(What the task asks) Reproduce the stretch of entries below from the line containing "the bare foot" through the line containing "pixel 19 404", with both of those lines included and every line copied word for word.

== Data for this task

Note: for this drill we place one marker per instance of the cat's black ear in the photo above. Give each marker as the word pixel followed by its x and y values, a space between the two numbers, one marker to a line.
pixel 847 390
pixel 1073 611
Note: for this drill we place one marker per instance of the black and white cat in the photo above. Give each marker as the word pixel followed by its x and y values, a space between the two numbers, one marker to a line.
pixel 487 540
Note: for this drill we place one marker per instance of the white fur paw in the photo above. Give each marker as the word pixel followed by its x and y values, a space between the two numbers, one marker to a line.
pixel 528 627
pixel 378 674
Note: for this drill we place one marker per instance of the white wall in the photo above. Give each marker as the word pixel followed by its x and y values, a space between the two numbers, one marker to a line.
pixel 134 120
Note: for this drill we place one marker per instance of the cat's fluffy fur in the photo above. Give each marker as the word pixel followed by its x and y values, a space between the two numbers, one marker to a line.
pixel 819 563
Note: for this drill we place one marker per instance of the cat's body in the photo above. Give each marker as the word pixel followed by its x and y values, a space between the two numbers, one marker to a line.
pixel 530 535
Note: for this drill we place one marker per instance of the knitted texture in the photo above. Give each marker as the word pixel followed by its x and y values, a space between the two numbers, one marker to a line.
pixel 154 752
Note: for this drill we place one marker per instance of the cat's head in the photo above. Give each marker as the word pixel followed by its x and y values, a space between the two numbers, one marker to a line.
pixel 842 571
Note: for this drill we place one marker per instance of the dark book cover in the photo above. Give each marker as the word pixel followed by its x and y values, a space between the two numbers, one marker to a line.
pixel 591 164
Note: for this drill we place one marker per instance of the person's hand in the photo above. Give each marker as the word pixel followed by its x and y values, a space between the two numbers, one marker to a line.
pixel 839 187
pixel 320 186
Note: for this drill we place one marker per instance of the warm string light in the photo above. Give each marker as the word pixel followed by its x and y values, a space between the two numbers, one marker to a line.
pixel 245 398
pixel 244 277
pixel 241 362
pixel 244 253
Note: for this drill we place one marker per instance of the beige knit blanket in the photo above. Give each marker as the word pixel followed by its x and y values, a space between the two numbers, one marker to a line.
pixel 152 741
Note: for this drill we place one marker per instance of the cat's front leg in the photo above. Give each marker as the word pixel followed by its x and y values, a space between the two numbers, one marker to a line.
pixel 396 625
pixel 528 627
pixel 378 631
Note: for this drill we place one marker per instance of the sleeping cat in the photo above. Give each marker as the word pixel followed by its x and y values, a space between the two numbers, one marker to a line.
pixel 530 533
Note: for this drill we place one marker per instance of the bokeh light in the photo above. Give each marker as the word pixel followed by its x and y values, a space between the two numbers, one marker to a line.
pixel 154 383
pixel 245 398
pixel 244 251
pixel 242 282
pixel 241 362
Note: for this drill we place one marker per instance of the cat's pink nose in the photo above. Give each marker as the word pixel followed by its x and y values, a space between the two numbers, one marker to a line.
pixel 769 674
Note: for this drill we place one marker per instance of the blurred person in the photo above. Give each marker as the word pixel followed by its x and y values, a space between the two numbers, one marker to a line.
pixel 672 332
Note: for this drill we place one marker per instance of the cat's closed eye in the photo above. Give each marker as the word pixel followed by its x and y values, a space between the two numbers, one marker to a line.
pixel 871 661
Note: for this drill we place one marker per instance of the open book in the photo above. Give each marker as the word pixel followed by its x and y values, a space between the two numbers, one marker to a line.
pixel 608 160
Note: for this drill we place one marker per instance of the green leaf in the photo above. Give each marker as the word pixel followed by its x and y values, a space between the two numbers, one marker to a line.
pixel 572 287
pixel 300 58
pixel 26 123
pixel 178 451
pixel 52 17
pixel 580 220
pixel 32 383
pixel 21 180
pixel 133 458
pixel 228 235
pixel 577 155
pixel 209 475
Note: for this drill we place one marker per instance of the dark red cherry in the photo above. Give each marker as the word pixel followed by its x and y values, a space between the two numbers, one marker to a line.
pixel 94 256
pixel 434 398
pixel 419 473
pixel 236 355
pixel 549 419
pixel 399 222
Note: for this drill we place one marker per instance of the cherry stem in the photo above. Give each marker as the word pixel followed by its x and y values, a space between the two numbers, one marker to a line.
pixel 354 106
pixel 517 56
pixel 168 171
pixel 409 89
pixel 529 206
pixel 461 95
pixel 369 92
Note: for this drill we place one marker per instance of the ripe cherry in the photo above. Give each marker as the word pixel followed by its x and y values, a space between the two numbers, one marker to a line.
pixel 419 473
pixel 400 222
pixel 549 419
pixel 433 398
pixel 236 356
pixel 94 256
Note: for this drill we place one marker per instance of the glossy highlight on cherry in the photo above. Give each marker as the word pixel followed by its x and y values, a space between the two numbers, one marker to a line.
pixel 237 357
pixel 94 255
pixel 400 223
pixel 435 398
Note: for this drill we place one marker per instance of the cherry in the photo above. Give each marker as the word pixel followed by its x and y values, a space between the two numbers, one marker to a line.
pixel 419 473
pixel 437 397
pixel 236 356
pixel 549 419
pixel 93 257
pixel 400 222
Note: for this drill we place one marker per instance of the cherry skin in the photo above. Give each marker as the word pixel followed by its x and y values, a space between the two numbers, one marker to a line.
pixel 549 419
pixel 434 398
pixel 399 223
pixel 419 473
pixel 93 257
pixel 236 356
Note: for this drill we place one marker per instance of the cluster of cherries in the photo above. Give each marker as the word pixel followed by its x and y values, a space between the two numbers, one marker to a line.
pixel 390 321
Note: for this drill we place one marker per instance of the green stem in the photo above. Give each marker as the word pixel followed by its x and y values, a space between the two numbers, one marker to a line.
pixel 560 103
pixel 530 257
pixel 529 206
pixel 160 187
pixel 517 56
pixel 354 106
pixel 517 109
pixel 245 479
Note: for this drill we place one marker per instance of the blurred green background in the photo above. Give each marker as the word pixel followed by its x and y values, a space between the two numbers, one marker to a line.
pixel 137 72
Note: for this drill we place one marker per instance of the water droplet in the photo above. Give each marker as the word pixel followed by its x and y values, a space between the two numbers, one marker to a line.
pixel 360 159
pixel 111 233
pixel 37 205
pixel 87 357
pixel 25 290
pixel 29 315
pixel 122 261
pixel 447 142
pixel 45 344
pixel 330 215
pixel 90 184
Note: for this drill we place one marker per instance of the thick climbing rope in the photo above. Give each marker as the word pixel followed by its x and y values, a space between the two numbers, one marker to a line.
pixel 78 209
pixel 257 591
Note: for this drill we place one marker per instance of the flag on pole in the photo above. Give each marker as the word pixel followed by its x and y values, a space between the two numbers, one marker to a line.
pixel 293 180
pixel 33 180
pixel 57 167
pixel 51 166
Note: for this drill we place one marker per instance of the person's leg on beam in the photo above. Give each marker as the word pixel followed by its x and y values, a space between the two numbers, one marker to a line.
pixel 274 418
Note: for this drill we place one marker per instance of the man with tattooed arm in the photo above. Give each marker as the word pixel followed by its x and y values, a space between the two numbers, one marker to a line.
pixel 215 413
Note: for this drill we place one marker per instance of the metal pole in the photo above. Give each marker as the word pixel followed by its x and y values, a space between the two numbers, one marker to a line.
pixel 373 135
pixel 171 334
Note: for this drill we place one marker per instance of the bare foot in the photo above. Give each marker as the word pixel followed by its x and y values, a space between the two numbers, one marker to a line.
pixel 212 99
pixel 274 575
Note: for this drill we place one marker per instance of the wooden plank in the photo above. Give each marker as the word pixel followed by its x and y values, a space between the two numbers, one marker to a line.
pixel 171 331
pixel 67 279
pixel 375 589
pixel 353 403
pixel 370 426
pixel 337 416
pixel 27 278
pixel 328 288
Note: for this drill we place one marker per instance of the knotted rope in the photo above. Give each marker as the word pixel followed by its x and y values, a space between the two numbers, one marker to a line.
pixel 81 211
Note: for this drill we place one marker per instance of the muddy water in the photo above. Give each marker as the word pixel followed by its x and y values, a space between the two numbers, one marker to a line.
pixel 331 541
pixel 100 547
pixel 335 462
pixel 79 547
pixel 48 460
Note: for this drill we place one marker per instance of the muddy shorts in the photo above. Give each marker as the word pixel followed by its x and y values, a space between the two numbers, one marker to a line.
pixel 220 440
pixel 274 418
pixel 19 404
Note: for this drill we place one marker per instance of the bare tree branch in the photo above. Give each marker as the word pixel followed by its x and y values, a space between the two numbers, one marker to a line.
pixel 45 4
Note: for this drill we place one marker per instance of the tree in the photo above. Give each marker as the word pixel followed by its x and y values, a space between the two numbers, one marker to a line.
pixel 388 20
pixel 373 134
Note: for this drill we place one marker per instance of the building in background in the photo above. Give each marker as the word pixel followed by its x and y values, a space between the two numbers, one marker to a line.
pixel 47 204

====

(Answer for the task)
Note: for this drill we place one marker per instance of the bare foot in the photo above. Give each marker as the word pixel followed by its x and y values, a space between the two numbers, one marker to a line.
pixel 212 99
pixel 274 575
Note: for this drill we place one marker per instance of the wooden plank in the photo above. Give each marker as the word pixel followed by its x and y values, a space between the two numbers, one marker to a line.
pixel 171 331
pixel 67 279
pixel 375 589
pixel 353 403
pixel 370 426
pixel 337 416
pixel 27 278
pixel 328 288
Note: for this drill we place one marker per instance of the knotted rope in the photo above. Give each marker as the word pixel followed by its x and y values, a space between the two numbers, one marker to a line.
pixel 81 211
Note: for this drill we place one marker per instance of the muddy water in the photo above. Give each marker as the word pixel followed by its x and y values, a space between the two numbers, one marker to a line.
pixel 331 541
pixel 100 547
pixel 335 462
pixel 79 547
pixel 48 460
Note: for this drill we place one marker per instance of the muddy shorts in the photo above. Give each marker as the word pixel followed by its x and y values, a space between the two numbers, one marker to a line.
pixel 220 440
pixel 274 418
pixel 19 404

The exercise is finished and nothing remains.